ARTICLE >>
- - - - -

But it’s not enough to have depth. You want to have quality depth. That may be why the Blackhawks have forged a 3-2 lead after five games.
Nothing is decided yet and the Bruins could come back to win game six and force an anything-can-happen Game 7 (especially if Patrice Bergeron can return to the lineup). But it seems like the Blackhawks depth players are better than those that the Bruins send out to battle.
In Game 5, the Blackhawks’ role players had to step up after Johnny Boychuk ran into Jonathan Toews and sent him tumbling. Toews did not play in the third period, and that’s when the Blackhawks needed his defensive expertise the most.
Marcus Kruger, Michael Handzus and Dave Bolland all made up for Toews’ absence. They played dogged defense and did a good job of denying Boston consistent scoring opportunities.
While the Blackhawks were coping with Toews’s injury, the Bruins had to deal with the absence of Bergeron. He is their best all-around player. They needed Rich Peverley, Tyler Seguin, Chris Kelly or Daniel Paille to step up and make something happen offensively.
None of them were able to make an impact. The closest thing the Bruins had to an effective depth player was Carl Soderberg, the Swedish import who was playing his first postseason game. He had a good scoring opportunity in the first period and made several other solid plays, but he could not make an impact on the scoreboard.
Looking back at the series, the Blackhawks got a depth win in Game 1 on Shaw’s double-deflection, while the Bruins returned the favor in Game 2 on Kelly’s tying goal and Paille’s winner.

- - - - -

SUPPLIED RECORDS >>
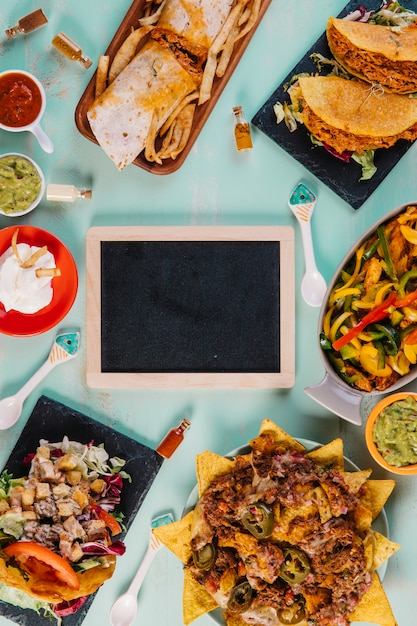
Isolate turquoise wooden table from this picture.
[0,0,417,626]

- - - - -

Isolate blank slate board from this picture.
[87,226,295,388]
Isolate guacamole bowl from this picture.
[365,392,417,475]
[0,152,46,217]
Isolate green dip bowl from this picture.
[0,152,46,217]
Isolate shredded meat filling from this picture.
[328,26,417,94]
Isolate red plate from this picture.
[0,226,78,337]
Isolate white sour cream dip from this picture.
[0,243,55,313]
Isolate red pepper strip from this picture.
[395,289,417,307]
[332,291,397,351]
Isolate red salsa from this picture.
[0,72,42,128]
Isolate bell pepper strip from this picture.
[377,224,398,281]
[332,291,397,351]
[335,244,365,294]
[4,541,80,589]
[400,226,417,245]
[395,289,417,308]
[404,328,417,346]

- - - - -

From the Blackhawks–Bruins article above, print everything from "Marcus Kruger, Michael" down to "consistent scoring opportunities.".

Marcus Kruger, Michael Handzus and Dave Bolland all made up for Toews’ absence. They played dogged defense and did a good job of denying Boston consistent scoring opportunities.